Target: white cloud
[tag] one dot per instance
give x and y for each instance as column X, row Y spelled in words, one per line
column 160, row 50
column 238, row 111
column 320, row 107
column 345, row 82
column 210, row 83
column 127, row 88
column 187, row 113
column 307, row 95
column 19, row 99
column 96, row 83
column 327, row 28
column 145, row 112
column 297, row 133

——

EXERCISE BRIEF | Give back all the data exactly as it was written.

RESPONSE BELOW |
Target: white cloud
[tag] one dot per instance
give x and y for each instance as column X, row Y spelled in words, one per line
column 160, row 50
column 238, row 111
column 320, row 107
column 345, row 82
column 210, row 83
column 127, row 88
column 187, row 113
column 307, row 95
column 19, row 99
column 96, row 83
column 327, row 28
column 145, row 112
column 297, row 133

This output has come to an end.